▸ **What you need to do**:
(A) Repeat the passage of the Tony Trabert obituary from "Before he turned" to "only five defeats.", word for word.
(B) Write the next part of the Tony Trabert obituary, starting right after its final sentence.

Tony Trabert, who has died aged 90, was an all-American athlete in every sense of the term, projecting a personality as powerful as his physique. He reaped the rewards of both during a long and highly successful career.
Although he went on to become a winning Davis Cup captain and long-time commentator for CBS television, Trabert will go into the record books as having enjoyed, in 1955, one of the most successful years in the history of tennis.
Before he turned professional and was banned from the world’s great championships under the stringent rules of the day, Trabert won the French championships, Wimbledon and the US championships to become one of a rare breed to have won three Grand Slam titles in a single year. Virtually unbeatable during that run, Trabert added the US indoor clay court title to his list of 35 all told, which covered 104 match victories and only five defeats.
In fact Trabert won at Roland Garros and Forest Hills twice each, and it was not until Michael Chang claimed the French title in 1989 that another American was able to conquer the world’s premier clay court tournament. But, inevitably in the days when the Championships stood head and shoulders above all others, it was winning Wimbledon that cemented Trabert’s position in the game.
In his widely acclaimed memoir A Handful of Summers, the South African player Gordon Forbes describes Trabert that year. “He was unbelievably all-American. Open faced, smiling wide, freckles and a brush-cut. And massive ground strokes that came at you like hurled medicine balls. He’d beaten Kurt Nielsen in the Wimbledon final that year. ‘It was like a tank moving infantry, Forbesey,’ said Abe Segal [Forbes’s doubles partner]. Trabert was driving the tank. Nielsen machine-gunned him but the bullets just bounced off!”
Davis Cup provided the other major highlights of Trabert’s career, both as a player and captain. In 1953, he played one of the greatest matches the competition has ever seen at Kooyong in Melbourne against Australia’s new teenage star Lew Hoad, and lost.
The following year, in front of 28,000 people at Sydney’s White City Stadium, Trabert gained his revenge against Hoad in the opening rubber and the United States reclaimed the cup. “Strangely, I think I played better than Lew in the first match and Lew played better in the second,” Trabert recalled. “But the results didn’t reflect that.”

▸ **Given records**:

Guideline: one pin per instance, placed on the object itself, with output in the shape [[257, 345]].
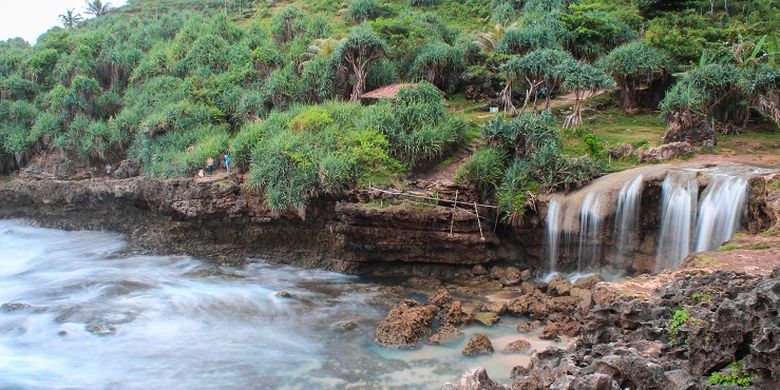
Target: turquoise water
[[78, 314]]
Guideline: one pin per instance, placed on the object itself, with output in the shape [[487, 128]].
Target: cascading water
[[552, 233], [720, 212], [680, 193], [576, 224], [589, 249], [627, 218]]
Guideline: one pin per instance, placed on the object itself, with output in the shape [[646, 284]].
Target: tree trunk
[[628, 95], [575, 118], [506, 99], [360, 84]]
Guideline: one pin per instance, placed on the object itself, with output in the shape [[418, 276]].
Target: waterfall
[[553, 232], [627, 218], [590, 232], [720, 212], [680, 193]]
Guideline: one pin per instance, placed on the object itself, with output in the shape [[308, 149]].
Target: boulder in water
[[665, 152], [507, 276], [345, 326], [406, 325], [525, 327], [14, 306], [487, 318], [101, 329], [559, 285], [478, 345], [445, 334], [476, 379], [518, 346], [479, 270]]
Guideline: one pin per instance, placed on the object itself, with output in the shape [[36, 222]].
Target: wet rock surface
[[666, 152], [478, 345], [406, 325], [476, 379], [518, 346], [625, 340]]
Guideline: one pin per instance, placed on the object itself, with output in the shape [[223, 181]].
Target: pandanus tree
[[356, 54], [537, 69], [581, 79], [70, 18], [97, 8], [633, 65], [440, 64]]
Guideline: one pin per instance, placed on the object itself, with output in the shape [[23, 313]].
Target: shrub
[[362, 10], [483, 170], [679, 317], [424, 3], [733, 375]]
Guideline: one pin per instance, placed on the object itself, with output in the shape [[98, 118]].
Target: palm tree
[[97, 8], [70, 19]]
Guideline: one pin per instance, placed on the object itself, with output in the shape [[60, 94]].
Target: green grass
[[473, 111]]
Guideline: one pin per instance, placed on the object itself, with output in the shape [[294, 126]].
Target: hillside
[[164, 85]]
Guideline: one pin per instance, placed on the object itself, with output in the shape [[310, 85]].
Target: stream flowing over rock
[[648, 219]]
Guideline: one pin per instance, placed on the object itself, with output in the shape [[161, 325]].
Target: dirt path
[[447, 174]]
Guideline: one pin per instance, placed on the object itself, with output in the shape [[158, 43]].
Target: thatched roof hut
[[387, 92]]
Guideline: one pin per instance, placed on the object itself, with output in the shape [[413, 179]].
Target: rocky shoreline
[[695, 328], [218, 218], [716, 316]]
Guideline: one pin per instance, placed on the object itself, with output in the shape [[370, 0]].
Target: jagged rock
[[478, 345], [445, 334], [621, 151], [551, 368], [127, 168], [345, 326], [14, 306], [101, 329], [633, 371], [479, 270], [525, 327], [681, 380], [423, 282], [665, 152], [455, 315], [508, 276], [559, 285], [587, 282], [476, 379], [405, 325], [584, 298], [487, 318], [518, 346], [495, 307], [565, 326], [441, 299], [527, 287]]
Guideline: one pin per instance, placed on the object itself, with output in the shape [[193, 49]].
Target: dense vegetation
[[167, 85]]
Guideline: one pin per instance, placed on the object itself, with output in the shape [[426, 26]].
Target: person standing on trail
[[210, 164]]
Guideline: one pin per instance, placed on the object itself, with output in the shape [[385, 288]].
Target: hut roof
[[386, 92]]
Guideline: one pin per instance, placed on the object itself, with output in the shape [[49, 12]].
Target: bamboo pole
[[454, 205], [481, 236]]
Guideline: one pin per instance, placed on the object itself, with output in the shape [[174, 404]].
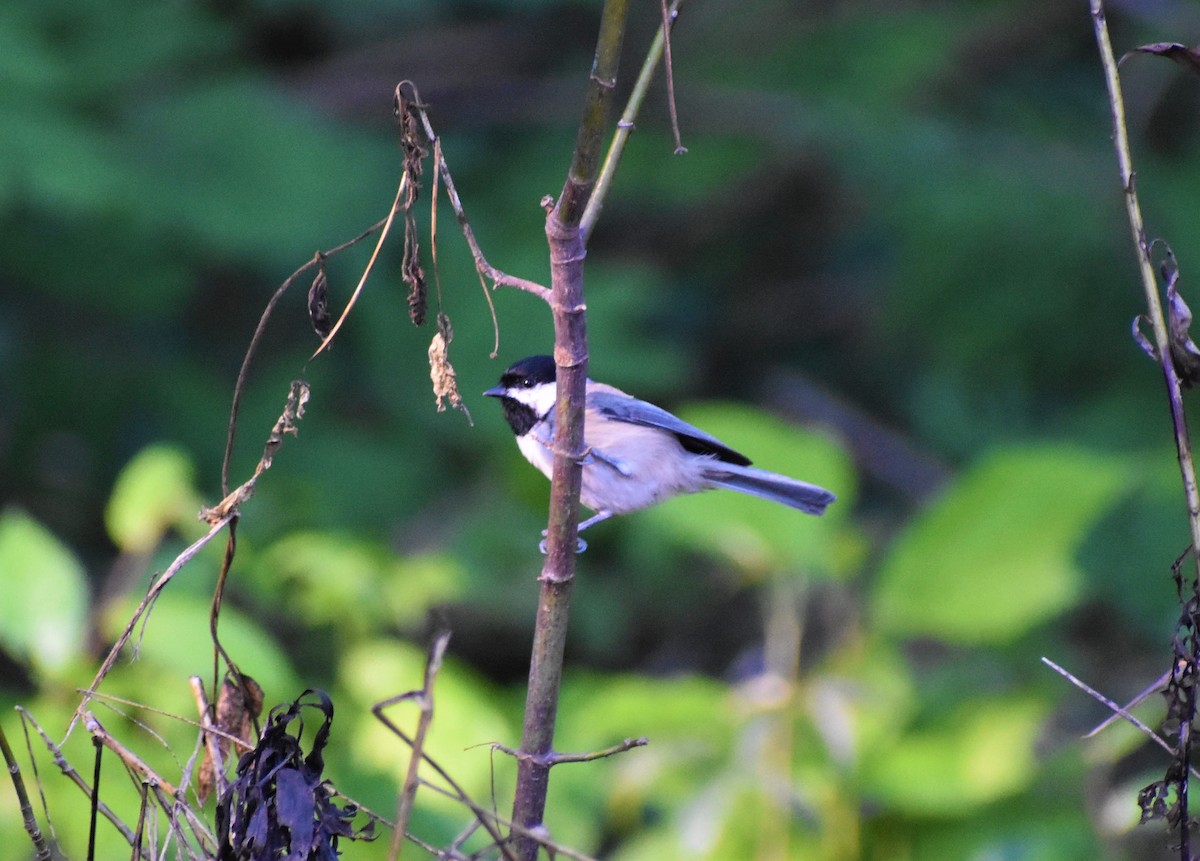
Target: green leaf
[[754, 534], [995, 554], [42, 615], [982, 752], [153, 493]]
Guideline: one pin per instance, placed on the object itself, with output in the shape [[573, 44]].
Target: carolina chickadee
[[636, 453]]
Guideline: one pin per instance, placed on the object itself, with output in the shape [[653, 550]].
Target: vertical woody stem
[[567, 256]]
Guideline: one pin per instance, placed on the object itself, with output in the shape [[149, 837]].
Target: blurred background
[[894, 262]]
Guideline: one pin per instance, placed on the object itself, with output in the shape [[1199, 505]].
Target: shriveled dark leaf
[[1185, 354], [414, 152], [279, 806], [318, 303], [295, 810], [1188, 58]]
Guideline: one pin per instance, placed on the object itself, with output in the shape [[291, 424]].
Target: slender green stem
[[1149, 282], [625, 126], [567, 254]]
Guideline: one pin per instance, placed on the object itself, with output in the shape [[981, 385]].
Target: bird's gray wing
[[622, 407]]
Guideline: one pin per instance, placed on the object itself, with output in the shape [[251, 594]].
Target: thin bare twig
[[669, 67], [70, 772], [1119, 710], [483, 266], [424, 699], [239, 389], [151, 595], [23, 802], [552, 758], [627, 124], [1146, 269]]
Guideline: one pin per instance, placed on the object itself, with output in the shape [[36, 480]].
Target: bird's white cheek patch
[[535, 452]]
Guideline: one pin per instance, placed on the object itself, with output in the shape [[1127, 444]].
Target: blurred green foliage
[[911, 209]]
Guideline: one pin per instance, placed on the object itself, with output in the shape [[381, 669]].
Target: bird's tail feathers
[[777, 488]]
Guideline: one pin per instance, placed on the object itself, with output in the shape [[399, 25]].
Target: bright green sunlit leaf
[[995, 554], [42, 614], [983, 751], [153, 493]]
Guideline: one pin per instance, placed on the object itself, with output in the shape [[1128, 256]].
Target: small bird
[[636, 453]]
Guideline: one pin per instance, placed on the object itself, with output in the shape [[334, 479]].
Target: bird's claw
[[580, 545]]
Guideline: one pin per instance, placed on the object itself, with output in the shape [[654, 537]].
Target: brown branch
[[151, 595], [567, 256], [424, 698]]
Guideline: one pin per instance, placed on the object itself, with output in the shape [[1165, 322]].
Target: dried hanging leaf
[[1185, 354], [318, 303], [238, 708], [411, 143], [293, 411], [1188, 58], [445, 384]]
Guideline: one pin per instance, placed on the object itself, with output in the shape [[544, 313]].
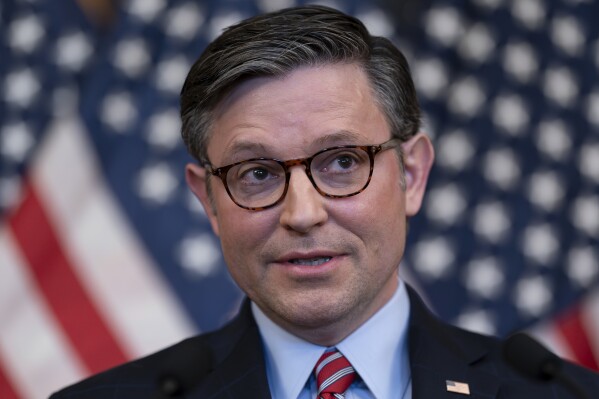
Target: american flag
[[106, 256]]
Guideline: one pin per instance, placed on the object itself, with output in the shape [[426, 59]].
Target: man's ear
[[418, 159], [196, 176]]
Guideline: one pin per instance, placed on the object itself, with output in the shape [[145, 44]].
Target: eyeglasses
[[336, 172]]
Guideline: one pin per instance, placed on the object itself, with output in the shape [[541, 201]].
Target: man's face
[[317, 266]]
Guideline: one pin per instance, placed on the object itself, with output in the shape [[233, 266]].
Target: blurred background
[[106, 256]]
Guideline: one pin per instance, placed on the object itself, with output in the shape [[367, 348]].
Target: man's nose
[[303, 206]]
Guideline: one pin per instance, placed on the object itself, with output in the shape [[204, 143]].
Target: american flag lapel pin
[[457, 387]]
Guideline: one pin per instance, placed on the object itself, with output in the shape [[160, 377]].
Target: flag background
[[106, 256]]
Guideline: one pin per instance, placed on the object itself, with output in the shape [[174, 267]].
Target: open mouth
[[311, 262]]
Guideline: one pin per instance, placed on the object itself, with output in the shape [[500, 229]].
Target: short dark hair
[[276, 43]]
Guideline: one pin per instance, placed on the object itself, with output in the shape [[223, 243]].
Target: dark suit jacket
[[229, 363]]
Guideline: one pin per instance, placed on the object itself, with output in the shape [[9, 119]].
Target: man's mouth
[[311, 261]]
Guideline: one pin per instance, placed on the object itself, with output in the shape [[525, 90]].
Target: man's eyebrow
[[246, 147], [339, 137]]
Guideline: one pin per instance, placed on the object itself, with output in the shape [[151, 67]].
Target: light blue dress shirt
[[378, 351]]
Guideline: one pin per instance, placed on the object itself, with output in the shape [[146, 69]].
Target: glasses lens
[[256, 183], [341, 171]]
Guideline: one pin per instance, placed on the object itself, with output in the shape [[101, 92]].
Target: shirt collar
[[290, 360]]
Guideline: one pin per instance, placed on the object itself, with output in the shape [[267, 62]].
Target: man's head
[[277, 43], [284, 87]]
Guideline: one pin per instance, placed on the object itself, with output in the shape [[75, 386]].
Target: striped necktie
[[334, 374]]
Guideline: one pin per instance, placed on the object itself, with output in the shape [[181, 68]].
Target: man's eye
[[257, 173], [345, 161]]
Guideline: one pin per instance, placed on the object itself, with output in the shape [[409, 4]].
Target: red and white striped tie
[[334, 374]]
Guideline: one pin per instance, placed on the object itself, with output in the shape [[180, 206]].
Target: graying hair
[[276, 43]]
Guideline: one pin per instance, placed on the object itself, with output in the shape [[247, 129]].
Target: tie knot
[[334, 374]]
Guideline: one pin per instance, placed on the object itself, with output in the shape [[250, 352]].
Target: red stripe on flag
[[6, 389], [570, 326], [72, 306]]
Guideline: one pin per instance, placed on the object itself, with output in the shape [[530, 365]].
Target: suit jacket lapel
[[242, 373], [439, 354]]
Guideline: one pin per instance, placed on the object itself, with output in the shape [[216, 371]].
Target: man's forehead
[[245, 146]]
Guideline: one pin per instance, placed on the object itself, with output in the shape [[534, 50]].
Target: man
[[310, 162]]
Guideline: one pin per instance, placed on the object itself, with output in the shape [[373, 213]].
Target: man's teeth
[[310, 262]]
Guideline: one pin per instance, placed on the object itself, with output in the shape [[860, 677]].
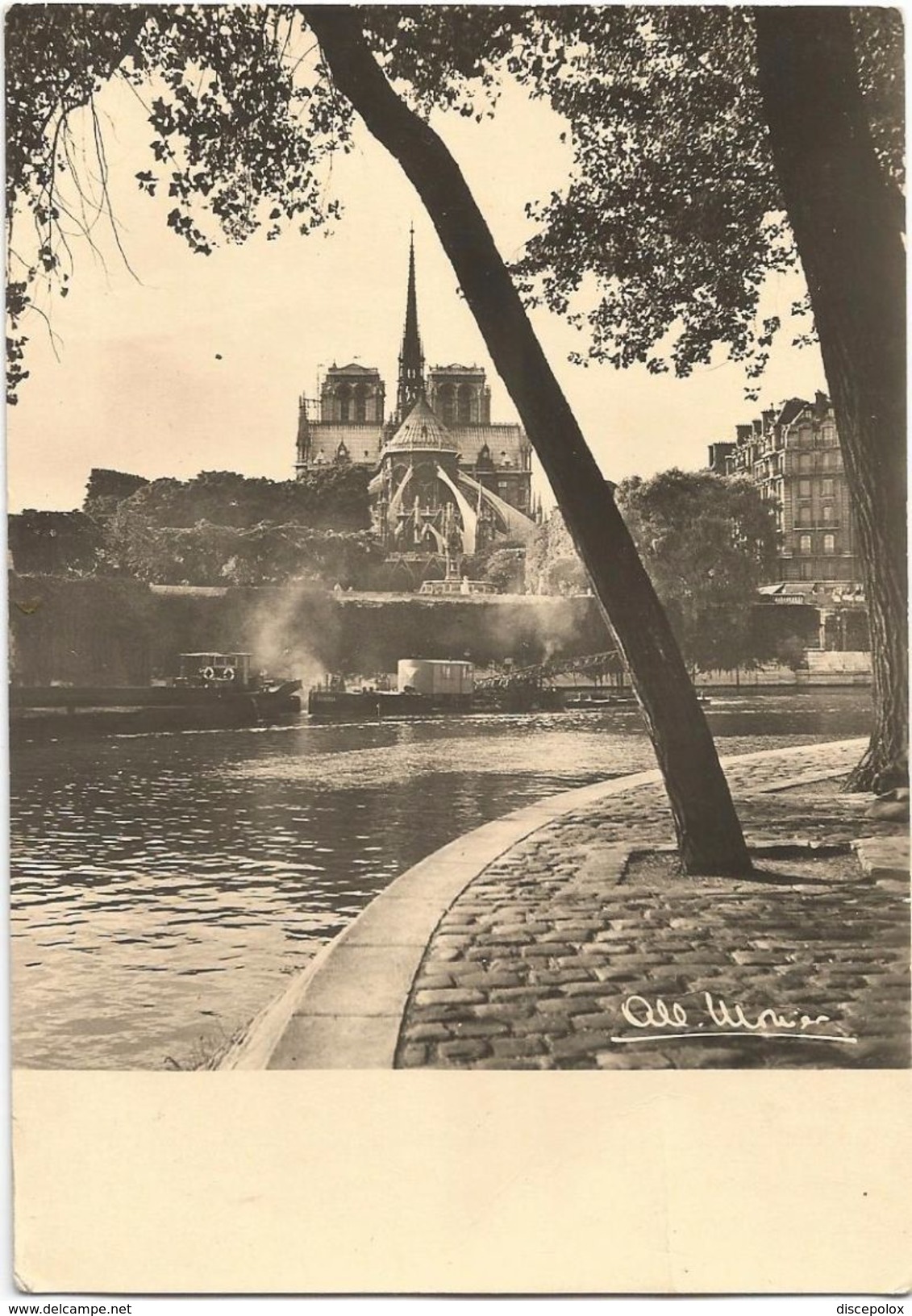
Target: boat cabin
[[208, 668]]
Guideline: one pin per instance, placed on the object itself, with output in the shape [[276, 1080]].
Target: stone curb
[[345, 1010]]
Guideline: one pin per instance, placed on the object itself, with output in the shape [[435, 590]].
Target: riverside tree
[[712, 146], [244, 140], [708, 543], [224, 139]]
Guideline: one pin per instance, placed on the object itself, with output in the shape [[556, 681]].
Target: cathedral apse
[[448, 482]]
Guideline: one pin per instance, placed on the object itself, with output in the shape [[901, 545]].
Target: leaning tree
[[241, 137], [712, 146]]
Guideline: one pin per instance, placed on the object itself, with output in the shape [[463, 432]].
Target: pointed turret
[[411, 358]]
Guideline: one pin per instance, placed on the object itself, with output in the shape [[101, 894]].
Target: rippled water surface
[[164, 886]]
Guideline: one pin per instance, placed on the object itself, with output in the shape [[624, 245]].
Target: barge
[[424, 686], [212, 689]]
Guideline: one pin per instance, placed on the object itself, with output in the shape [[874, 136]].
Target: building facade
[[793, 454], [447, 481]]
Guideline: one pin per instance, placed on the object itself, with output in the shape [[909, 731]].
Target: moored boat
[[212, 689]]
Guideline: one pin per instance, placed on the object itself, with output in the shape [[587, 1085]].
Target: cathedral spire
[[411, 358]]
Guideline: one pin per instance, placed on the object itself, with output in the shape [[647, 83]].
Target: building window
[[464, 404], [447, 397], [360, 404]]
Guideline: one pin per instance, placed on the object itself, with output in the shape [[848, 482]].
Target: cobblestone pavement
[[535, 962]]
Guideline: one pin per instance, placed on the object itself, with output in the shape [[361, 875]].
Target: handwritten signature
[[722, 1020]]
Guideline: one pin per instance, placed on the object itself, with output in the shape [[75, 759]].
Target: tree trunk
[[847, 220], [708, 831]]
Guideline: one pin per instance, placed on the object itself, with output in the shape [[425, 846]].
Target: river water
[[164, 886]]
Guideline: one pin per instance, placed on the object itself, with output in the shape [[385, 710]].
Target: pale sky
[[198, 362]]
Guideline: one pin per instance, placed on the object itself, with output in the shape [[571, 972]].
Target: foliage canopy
[[708, 541]]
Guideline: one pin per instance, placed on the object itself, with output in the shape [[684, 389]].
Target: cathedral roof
[[422, 432], [353, 369]]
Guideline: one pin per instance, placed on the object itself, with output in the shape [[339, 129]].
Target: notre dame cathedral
[[447, 481]]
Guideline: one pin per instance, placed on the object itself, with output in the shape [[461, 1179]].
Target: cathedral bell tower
[[411, 358]]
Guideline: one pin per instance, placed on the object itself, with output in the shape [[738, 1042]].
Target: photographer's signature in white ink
[[661, 1020]]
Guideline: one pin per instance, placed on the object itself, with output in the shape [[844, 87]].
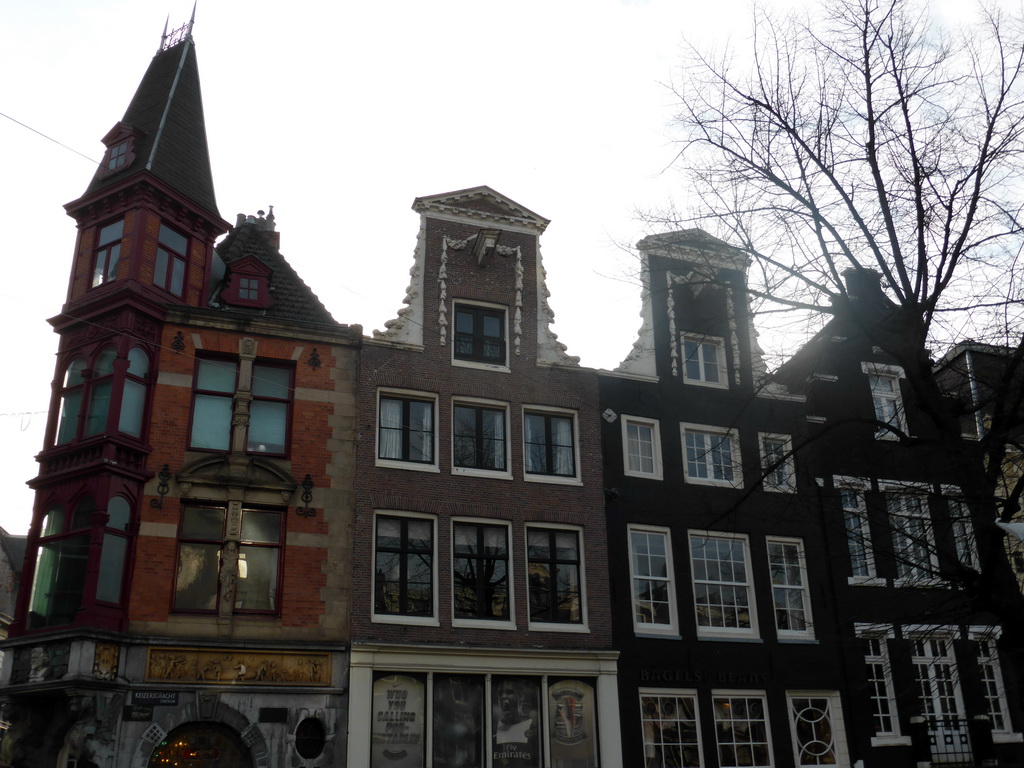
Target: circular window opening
[[309, 738]]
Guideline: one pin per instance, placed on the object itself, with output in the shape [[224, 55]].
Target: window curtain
[[390, 431], [561, 446]]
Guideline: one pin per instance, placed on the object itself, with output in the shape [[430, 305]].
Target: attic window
[[117, 158], [248, 284], [120, 152], [249, 289]]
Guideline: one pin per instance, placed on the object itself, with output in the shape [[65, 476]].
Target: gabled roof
[[167, 116], [481, 204], [293, 300]]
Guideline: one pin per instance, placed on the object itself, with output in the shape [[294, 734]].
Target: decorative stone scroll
[[219, 666]]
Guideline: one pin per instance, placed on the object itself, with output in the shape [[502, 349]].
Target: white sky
[[339, 115]]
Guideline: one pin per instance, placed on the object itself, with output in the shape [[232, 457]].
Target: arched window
[[88, 393], [60, 565], [100, 383], [71, 400], [112, 560], [133, 397]]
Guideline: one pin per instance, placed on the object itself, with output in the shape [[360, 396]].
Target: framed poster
[[515, 706], [572, 725], [397, 731]]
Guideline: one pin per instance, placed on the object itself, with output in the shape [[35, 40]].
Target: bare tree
[[867, 138]]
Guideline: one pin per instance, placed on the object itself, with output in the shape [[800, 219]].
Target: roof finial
[[172, 38]]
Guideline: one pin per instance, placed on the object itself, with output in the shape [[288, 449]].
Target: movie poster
[[515, 705], [397, 733], [572, 726], [458, 721]]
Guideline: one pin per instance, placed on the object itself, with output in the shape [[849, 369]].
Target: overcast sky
[[339, 116]]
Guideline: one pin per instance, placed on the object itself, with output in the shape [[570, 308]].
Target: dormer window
[[249, 289], [117, 158], [104, 263], [172, 251], [120, 154], [248, 284]]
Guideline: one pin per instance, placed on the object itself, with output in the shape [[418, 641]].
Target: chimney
[[861, 283]]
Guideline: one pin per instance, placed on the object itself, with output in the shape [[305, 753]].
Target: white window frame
[[939, 672], [655, 444], [857, 488], [722, 367], [431, 621], [584, 626], [477, 471], [772, 466], [900, 512], [573, 479], [803, 588], [506, 367], [642, 628], [877, 371], [837, 728], [724, 633], [491, 624], [406, 394], [880, 635], [709, 431], [993, 682], [748, 694], [648, 731], [962, 525]]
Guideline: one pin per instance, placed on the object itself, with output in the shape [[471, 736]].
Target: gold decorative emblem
[[104, 662], [248, 668]]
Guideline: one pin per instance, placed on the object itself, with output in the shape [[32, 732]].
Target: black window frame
[[107, 254], [406, 429], [485, 591], [549, 610], [168, 253], [472, 346], [480, 441], [548, 445], [404, 550]]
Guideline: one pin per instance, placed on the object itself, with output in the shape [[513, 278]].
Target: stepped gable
[[294, 301], [166, 115]]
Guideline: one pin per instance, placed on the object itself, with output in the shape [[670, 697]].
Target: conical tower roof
[[166, 115]]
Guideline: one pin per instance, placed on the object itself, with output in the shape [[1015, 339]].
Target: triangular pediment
[[480, 204], [260, 480]]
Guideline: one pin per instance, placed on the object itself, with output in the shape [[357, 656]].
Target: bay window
[[212, 568], [554, 573], [214, 394], [108, 253], [95, 395], [58, 584]]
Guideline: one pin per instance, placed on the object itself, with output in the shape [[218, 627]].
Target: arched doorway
[[201, 745]]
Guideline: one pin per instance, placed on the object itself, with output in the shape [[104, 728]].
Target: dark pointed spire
[[166, 115]]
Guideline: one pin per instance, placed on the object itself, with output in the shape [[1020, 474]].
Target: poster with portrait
[[458, 721], [515, 706], [397, 732], [572, 726]]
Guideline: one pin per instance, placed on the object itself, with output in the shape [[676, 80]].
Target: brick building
[[189, 547], [481, 626], [729, 650], [906, 542]]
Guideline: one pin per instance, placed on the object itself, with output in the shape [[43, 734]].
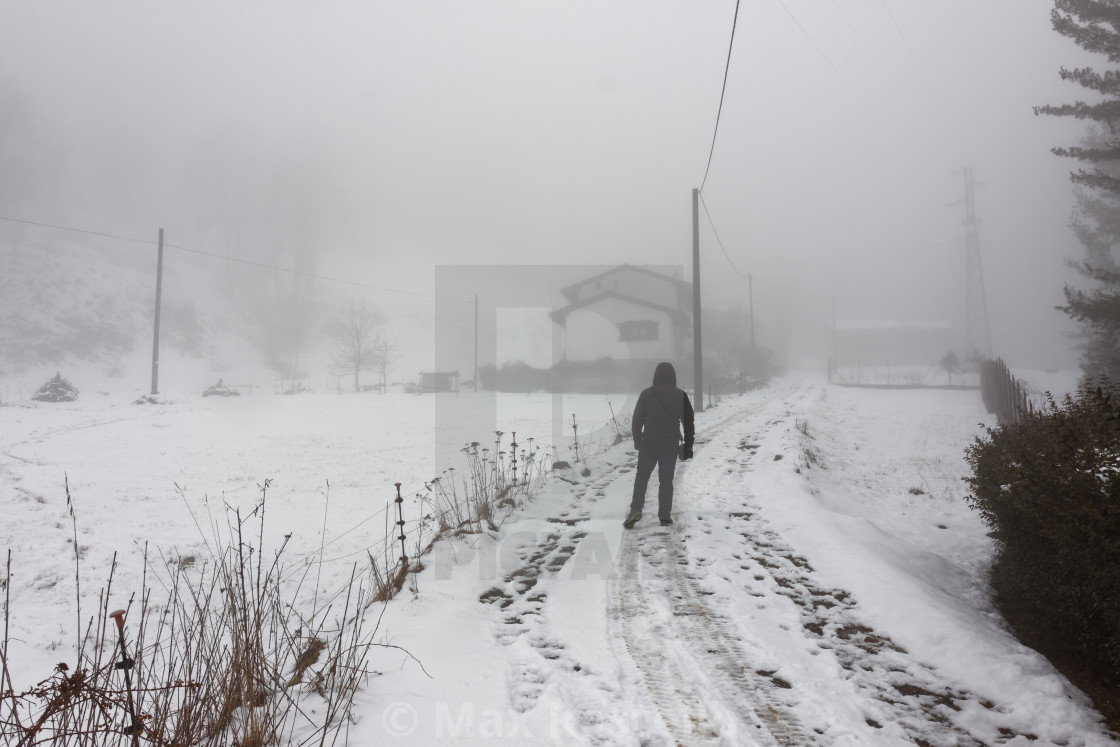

▸ **Answers to the problems**:
(A)
Before he turned professional and was banned from the world’s great championships under the stringent rules of the day, Trabert won the French championships, Wimbledon and the US championships to become one of a rare breed to have won three Grand Slam titles in a single year. Virtually unbeatable during that run, Trabert added the US indoor clay court title to his list of 35 all told, which covered 104 match victories and only five defeats.

(B)
From 1976 to 1980 Trabert led his country to two Davis Cup triumphs as captain – one against Britain in the final at Mission Hills, California – before he started to find the generation gap between a very young John McEnroe and himself a little too wide for his liking.
Born in Cincinatti, he was the son of Arch, a sales executive for General Electric, and his wife, Bea; Tony was middle America through and through. While at Walnut Hills high school and the University of Cincinnati he played both tennis and basketball. He believed in old-fashioned American values and joined the US navy (1951-53), serving aboard an aircraft carrier at the time of the Korean war.
He owed his start in tennis to Cincinnati’s other great player, Bill Talbert, who took the strapping youngster under his wing and travelled the world with him, creating a doubles partnership that hit its peak in 1950 when Talbert and Trabert beat Jaroslav Drobný and Eric Sturgess in the final of the French Championships. “Billy taught me almost everything I know about tennis and a lot more besides,” Trabert said of a man who went on to be a popular tournament director at the US Open.
In 1953 Trabert married Shauna Wood, and they had a son, Mike, and a daughter, Brooke. Towards the end of Jack Kramer’s reign as the tsar of professional tennis, in 1960 he appointed Trabert as his European director, based in Paris, where Shauna continued working as a model.
A friendship quickly developed between the Traberts and Philippe Chatrier, the future president of the International Tennis Federation, and his English wife, the British player Suzanne Partridge.
The quartet were often out on the town, frequenting discotheques such as Castel’s, where the manager, Jacques Renavand, a French Davis Cup player, was a close friend.
In later years, Trabert occupied himself with tennis camps in California, latterly run by his son Mike; after-dinner speaking; and as a well-respected voice on CBS television at the US Open. His first marriage ended in divorce and in the 1980s he met and married Vicki Valenti.
They settled in Ponte Vedra, Florida, where Brooke as manager of the pro shop at the nearby ATP headquarters. Trabert was inducted into the International Tennis Hall of Fame at Newport, Rhode Island, in 1970 and eventually became chairman of the select committee that meets every year at Wimbledon to recommend players for induction.
He is survived by Vicki, Mike, Brooke, three stepchildren, Valerie, James and Robbie, 14 grandchildren and six great-grandchildren.